Националисты из боевого движения «Правый сектор» считаются едва ли не главными героями украинской революции. Их боятся жители востока Украины, их изображают как неонацистов российские государственные телеканалы. В начале марта Следственный комитет РФ возбудил уголовное дело против лидера «Правого сектора» Дмитрия Яроша за призывы к террористической деятельности, он был объявлен в международный розыск. Несмотря на это, в минувшую субботу Ярош объявил, что будет баллотироваться на пост президента Украины. Один из его заместителей, глава киевского отделения «Правого сектора» Андрей Тарасенко объяснил «Ленте.ру» что такое украинский национализм, зачем движение идет в политику и как оно намерено бороться с российской армией в случае военного вторжения.
Как и большинство активистов «Правого сектора», Тарасенко категорически не доверяет политикам времен Виктора Ющенко, вернувшимся во власть после бегства из страны президента Виктора Януковича. Именно поэтому «Правый сектор» намерен оформляться в партию, а его лидер Дмитрий Ярош — избираться в президенты. При этом пока украинские националисты не готовы идти во власть: после победы Майдана «Правому сектору» предлагали должности в правительстве, но движение предпочло остаться на улицах.
По словам Тарасенко, для Украины, где нет «единой церкви и элиты, которой бы верили все люди», единственной объединяющей идеей мог бы стать национализм. Крым он считает исконно украинской землей, которая «стала родной» и для татар, но не для русских. Русскому меньшинству, которое хотело бы обособиться от украинцев, у Тарасенко один совет — отправляться в Россию. В то же время, объясняет лидер киевского отделения «Правого сектора», его соратники «не мыслят категориями наций или партий», а судят о людях «по их поступкам». Они готовы мириться с гражданами любой национальности, которые поддерживают украинский национализм; вражду они испытывают только к тем, кто «говорит, что Украины не существует, украинцев или украинского языка не существует».
В случае открытого военного конфликта между Украиной и Россией Тарасенко обещает «широкомасштабную партизанскую войну». Однако сейчас силовых действий, в том числе и в Крыму, «Правый сектор» избегает — Тарасенко считает, что Кремль ждет провокаций, чтобы пустить в ход силу.
«Лента.ру»: Для чего «Правый сектор» идет в политику, создает партию?
Андрей Тарасенко: Мы всегда говорили, что никакая партия не решит проблему. Любую систему может сломать только другая система. Мы идем в политику, но это не значит, что мы целиком превратимся в партию. Просто будет еще и партия. Будут какие-то взаимно контролирующие вещи, и я надеюсь, что это все не испортится.
Зачем лидер «Правого сектора» Дмитрий Ярош выдвигается в президенты? Ведь понятно, что выиграть выборы у него не получится.
А кто сказал, что не получится? Посмотрим.
Ярош ведь будет отнимать голоса у более умеренных правых политиков, и за счет этого условный представитель Партии регионов Сергей Тигипко (бывший вице-премьер, один из возможных кандидатов в президенты Украины от юго-восточных областей страны ― прим. «Ленты.ру») вперед пройдет.

Описание задания
Повторите без изменений фрагмент текста о «Правом секторе» от слов «В случае открытого» до слов «все не испортится.».

Список

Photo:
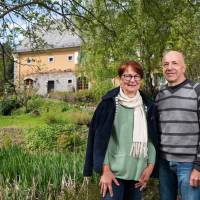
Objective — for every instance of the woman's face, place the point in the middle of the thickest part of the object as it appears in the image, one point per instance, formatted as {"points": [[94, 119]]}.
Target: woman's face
{"points": [[130, 82]]}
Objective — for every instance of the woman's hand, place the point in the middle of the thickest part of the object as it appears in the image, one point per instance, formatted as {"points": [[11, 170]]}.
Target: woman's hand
{"points": [[142, 182], [106, 180]]}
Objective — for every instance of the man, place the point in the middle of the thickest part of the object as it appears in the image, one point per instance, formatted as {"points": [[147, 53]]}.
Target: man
{"points": [[178, 105]]}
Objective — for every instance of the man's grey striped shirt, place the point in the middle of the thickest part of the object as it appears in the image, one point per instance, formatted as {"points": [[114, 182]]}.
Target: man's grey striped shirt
{"points": [[179, 125]]}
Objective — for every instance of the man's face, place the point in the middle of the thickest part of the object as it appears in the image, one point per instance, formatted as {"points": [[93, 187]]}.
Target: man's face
{"points": [[174, 68]]}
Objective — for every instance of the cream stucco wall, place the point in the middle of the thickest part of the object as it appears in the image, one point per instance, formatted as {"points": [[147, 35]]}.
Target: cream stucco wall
{"points": [[41, 64]]}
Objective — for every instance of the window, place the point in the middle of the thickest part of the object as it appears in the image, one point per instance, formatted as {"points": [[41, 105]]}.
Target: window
{"points": [[50, 59], [82, 83], [70, 57], [29, 61], [28, 83]]}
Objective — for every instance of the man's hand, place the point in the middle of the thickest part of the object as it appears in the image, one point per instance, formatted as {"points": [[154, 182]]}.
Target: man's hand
{"points": [[106, 180], [195, 178], [142, 182]]}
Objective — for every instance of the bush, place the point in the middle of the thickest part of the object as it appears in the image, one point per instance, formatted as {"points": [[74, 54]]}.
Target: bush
{"points": [[85, 96], [57, 137], [81, 118], [35, 103], [52, 118], [8, 104]]}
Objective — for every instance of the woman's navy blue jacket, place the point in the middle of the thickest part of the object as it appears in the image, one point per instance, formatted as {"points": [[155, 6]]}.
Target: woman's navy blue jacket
{"points": [[101, 127]]}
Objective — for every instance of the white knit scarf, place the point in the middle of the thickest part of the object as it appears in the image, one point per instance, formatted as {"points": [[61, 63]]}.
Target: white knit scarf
{"points": [[139, 145]]}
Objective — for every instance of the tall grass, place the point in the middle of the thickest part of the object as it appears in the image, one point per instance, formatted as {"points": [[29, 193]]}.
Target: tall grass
{"points": [[43, 170]]}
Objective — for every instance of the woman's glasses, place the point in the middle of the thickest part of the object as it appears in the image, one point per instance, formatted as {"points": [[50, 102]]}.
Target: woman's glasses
{"points": [[128, 77]]}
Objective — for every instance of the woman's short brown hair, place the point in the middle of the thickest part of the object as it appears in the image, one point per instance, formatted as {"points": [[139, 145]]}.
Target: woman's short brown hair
{"points": [[134, 65]]}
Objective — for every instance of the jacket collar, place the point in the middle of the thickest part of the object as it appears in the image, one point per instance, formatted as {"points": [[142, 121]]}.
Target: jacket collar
{"points": [[114, 92]]}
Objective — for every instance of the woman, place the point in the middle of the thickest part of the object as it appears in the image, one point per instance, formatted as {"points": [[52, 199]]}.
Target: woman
{"points": [[122, 138]]}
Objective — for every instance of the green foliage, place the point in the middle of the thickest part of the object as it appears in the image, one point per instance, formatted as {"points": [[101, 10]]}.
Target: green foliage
{"points": [[8, 104], [42, 174], [58, 137], [53, 118], [81, 118], [35, 103], [80, 97]]}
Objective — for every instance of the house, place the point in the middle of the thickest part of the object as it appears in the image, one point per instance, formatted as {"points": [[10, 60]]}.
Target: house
{"points": [[51, 67]]}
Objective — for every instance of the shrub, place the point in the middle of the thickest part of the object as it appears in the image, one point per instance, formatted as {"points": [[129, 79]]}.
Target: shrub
{"points": [[85, 96], [35, 103], [52, 118], [81, 118], [8, 104], [57, 137]]}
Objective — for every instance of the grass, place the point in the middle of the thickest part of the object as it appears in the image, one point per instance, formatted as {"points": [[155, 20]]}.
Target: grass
{"points": [[20, 121], [27, 120]]}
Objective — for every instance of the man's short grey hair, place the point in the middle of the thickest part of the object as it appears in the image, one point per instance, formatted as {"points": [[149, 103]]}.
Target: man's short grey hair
{"points": [[174, 51]]}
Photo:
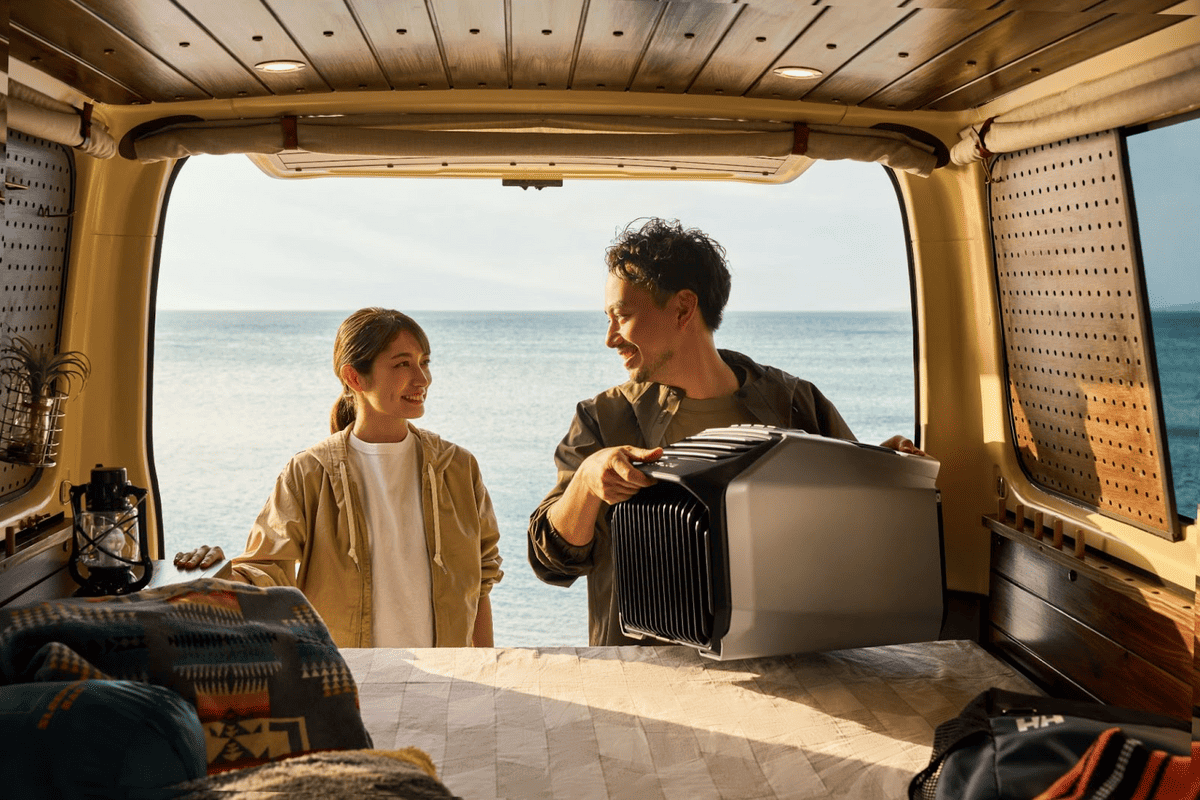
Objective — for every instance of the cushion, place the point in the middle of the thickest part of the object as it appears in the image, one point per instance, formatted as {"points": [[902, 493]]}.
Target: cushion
{"points": [[257, 663], [97, 739], [343, 775]]}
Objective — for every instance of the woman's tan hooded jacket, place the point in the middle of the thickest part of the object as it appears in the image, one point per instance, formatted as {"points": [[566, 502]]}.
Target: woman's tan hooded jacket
{"points": [[315, 519]]}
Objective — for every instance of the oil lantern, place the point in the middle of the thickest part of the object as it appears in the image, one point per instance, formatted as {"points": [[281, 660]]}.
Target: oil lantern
{"points": [[109, 539]]}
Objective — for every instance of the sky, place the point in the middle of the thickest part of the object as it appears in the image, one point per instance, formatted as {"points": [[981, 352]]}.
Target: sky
{"points": [[831, 240], [237, 239]]}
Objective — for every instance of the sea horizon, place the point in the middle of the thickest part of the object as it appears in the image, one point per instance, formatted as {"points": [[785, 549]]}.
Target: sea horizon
{"points": [[235, 398]]}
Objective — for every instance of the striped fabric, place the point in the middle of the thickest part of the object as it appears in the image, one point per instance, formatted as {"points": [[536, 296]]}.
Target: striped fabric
{"points": [[1120, 768]]}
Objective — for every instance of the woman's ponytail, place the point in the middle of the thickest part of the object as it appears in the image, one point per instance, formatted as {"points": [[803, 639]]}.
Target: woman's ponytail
{"points": [[342, 414]]}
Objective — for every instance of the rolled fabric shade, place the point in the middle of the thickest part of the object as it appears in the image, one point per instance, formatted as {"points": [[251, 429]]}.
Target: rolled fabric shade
{"points": [[35, 114], [1159, 88], [527, 137]]}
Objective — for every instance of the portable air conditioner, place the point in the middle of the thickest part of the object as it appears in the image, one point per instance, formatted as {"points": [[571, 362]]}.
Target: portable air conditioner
{"points": [[761, 541]]}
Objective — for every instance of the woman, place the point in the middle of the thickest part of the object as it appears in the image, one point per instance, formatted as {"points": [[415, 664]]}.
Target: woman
{"points": [[387, 528]]}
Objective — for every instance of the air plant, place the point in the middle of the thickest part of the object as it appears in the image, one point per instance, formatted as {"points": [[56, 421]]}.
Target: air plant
{"points": [[37, 380]]}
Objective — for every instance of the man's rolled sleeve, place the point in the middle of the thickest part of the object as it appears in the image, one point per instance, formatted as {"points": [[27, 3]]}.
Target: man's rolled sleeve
{"points": [[553, 559]]}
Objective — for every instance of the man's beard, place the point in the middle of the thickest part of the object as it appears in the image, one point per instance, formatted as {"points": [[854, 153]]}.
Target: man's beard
{"points": [[646, 373]]}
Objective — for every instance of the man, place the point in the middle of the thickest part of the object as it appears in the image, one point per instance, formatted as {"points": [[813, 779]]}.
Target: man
{"points": [[664, 298]]}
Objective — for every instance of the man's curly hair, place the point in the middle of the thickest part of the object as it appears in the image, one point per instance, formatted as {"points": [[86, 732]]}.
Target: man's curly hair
{"points": [[663, 257]]}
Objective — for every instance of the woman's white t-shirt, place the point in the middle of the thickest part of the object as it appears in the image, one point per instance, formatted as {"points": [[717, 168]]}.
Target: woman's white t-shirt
{"points": [[401, 587]]}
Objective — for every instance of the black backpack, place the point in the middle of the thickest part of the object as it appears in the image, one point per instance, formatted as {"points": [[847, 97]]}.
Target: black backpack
{"points": [[1006, 745]]}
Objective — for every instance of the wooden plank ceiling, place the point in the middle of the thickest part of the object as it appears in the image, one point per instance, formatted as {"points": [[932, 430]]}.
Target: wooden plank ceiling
{"points": [[885, 54]]}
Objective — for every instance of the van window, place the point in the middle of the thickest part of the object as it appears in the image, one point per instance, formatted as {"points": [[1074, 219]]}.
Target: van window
{"points": [[1167, 191], [257, 274]]}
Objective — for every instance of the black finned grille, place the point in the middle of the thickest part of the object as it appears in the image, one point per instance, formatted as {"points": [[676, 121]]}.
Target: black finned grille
{"points": [[663, 561]]}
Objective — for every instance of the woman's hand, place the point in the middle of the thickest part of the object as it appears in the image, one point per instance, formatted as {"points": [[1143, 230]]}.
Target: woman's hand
{"points": [[900, 444], [202, 558]]}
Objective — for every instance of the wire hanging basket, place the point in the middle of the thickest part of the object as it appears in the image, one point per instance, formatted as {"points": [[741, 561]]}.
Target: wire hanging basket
{"points": [[30, 427], [36, 382]]}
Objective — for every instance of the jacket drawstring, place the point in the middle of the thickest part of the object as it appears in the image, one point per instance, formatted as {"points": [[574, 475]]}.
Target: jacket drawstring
{"points": [[349, 513], [437, 517]]}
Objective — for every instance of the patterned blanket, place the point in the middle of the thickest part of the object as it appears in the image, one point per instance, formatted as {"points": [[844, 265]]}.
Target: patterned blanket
{"points": [[258, 665]]}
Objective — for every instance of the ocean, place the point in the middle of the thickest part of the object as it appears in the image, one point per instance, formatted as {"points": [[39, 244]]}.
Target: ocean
{"points": [[238, 394]]}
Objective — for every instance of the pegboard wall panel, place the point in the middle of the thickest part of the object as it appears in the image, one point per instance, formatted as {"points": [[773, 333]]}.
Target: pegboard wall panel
{"points": [[39, 202], [1080, 373]]}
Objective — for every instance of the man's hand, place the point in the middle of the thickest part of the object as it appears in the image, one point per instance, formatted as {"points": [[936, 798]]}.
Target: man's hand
{"points": [[901, 444], [607, 475], [202, 558], [610, 474]]}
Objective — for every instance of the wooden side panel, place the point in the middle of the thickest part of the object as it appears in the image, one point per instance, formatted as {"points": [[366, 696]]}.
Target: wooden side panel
{"points": [[1078, 623], [1080, 368]]}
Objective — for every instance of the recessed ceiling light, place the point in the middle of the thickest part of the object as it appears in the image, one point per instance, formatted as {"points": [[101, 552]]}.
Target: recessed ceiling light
{"points": [[280, 66], [798, 73]]}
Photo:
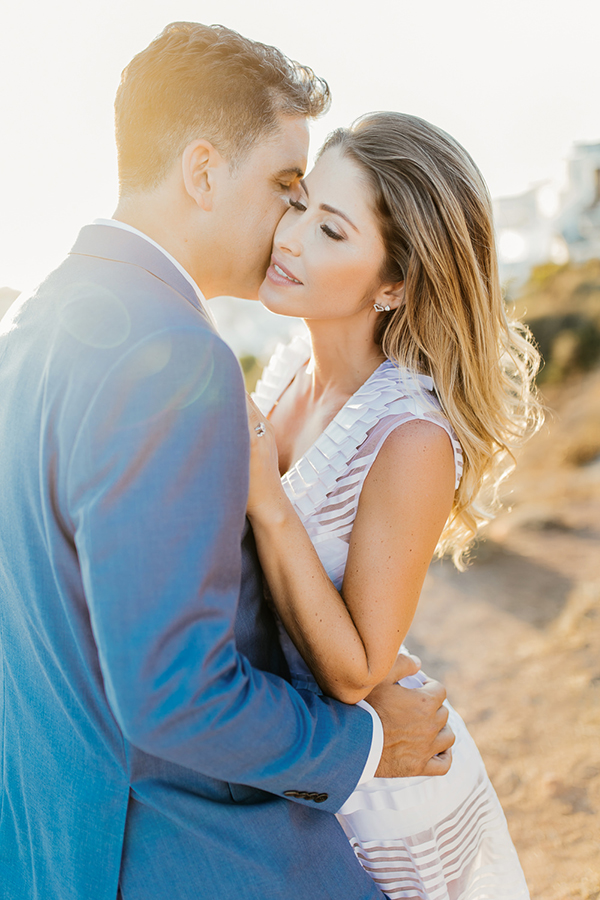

Полный ответ
В случае открытого военного конфликта между Украиной и Россией Тарасенко обещает «широкомасштабную партизанскую войну». Однако сейчас силовых действий, в том числе и в Крыму, «Правый сектор» избегает — Тарасенко считает, что Кремль ждет провокаций, чтобы пустить в ход силу.
«Лента.ру»: Для чего «Правый сектор» идет в политику, создает партию?
Андрей Тарасенко: Мы всегда говорили, что никакая партия не решит проблему. Любую систему может сломать только другая система. Мы идем в политику, но это не значит, что мы целиком превратимся в партию. Просто будет еще и партия. Будут какие-то взаимно контролирующие вещи, и я надеюсь, что это все не испортится.